YOUR INSTRUCTIONS: The records below must be reproduced exactly, excluding any pictures.

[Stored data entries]
**********

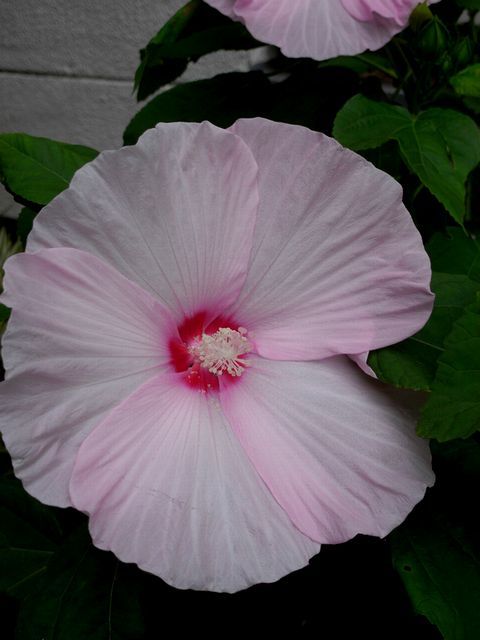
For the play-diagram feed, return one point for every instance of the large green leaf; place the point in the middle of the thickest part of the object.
(221, 100)
(84, 593)
(441, 575)
(467, 82)
(436, 551)
(441, 146)
(453, 409)
(412, 364)
(193, 31)
(29, 536)
(37, 169)
(455, 252)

**********

RESPONSE TO THE TASK:
For the play-diagram feed, return one point for every instance of the large green leaf; place the point in the middle of the thickest part of the object.
(221, 100)
(84, 593)
(441, 575)
(467, 82)
(436, 551)
(441, 146)
(453, 409)
(412, 364)
(193, 31)
(29, 536)
(37, 169)
(455, 252)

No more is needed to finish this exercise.